» EXTRACTED INFORMATION:
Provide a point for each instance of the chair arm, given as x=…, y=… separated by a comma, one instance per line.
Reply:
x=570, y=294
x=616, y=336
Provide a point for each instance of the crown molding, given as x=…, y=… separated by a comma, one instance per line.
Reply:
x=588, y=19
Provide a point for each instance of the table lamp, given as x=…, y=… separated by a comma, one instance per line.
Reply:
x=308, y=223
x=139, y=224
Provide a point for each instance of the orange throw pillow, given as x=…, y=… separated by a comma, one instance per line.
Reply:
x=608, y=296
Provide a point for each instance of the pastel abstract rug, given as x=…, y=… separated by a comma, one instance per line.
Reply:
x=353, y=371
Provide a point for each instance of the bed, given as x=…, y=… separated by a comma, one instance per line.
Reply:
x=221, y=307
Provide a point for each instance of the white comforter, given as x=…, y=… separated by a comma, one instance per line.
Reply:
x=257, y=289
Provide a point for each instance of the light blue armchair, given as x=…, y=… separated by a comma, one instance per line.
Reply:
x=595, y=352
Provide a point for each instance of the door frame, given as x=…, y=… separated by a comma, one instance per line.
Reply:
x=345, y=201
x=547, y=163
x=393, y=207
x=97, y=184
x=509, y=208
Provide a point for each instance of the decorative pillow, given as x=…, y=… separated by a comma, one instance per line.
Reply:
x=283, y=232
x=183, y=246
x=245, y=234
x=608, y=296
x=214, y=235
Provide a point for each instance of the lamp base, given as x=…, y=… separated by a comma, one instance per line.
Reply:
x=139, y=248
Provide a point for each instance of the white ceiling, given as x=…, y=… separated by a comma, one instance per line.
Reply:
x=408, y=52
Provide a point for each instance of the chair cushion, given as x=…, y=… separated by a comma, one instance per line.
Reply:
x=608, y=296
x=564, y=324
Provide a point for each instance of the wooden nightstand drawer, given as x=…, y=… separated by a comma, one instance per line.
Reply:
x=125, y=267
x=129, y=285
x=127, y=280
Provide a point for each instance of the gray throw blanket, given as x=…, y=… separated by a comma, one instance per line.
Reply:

» TASK BRIEF:
Reproduce all of the material above word for word, from its first line through its last.

» RESULT OF THIS EXERCISE:
Provide a point for each instance of the chair arm, given as x=…, y=… separated by a comma, one instance per line.
Reply:
x=570, y=294
x=616, y=336
Provide a point for each instance of the crown molding, given as x=…, y=… separated by a comma, one instance per line.
Reply:
x=588, y=19
Provide a point for each instance of the table lamp, given as x=…, y=… separated by a comma, one instance per line.
Reply:
x=308, y=223
x=139, y=224
Provide a point for each instance of the orange throw pillow, given as x=…, y=… separated by a comma, one instance per line.
Reply:
x=608, y=296
Provide a point for each instance of the pastel abstract rug, given as x=…, y=… separated by a comma, one instance per line.
Reply:
x=353, y=371
Provide a point for each instance of the bed, given as x=…, y=… separated by a comma, one instance per line.
Reply:
x=221, y=307
Provide a point for each instance of the white comforter, given as x=…, y=… separated by a comma, one instance per line.
Reply:
x=257, y=289
Provide a point for each instance of the light blue armchair, given as x=…, y=… separated by a comma, one instance per line.
Reply:
x=595, y=352
Provide a point for each instance of the door frame, given as x=…, y=… separated by a comma, one instance per line.
Reply:
x=345, y=201
x=547, y=163
x=393, y=207
x=97, y=184
x=509, y=208
Provide a point for each instance of the decorative pillow, given as x=…, y=… separated by a comma, one instance per line.
Reply:
x=283, y=232
x=183, y=246
x=245, y=234
x=608, y=296
x=214, y=235
Provide a point for each instance of the lamp base, given as x=…, y=… separated by a comma, one instance per line.
Reply:
x=139, y=248
Provide a point for each instance of the white ceiling, given as x=…, y=… separated by a comma, one instance per line.
Reply:
x=408, y=52
Provide a point for each instance of the chair cushion, given as x=…, y=… separated by a comma, one instance per line.
Reply:
x=608, y=296
x=564, y=324
Provide a point for each instance of the wooden nightstand drawer, given as x=…, y=… separated by a comma, one instance per line.
Reply:
x=125, y=267
x=129, y=285
x=127, y=280
Provide a point for each instance of the gray throw blanket, given as x=…, y=… separated by a comma, one instance per line.
Reply:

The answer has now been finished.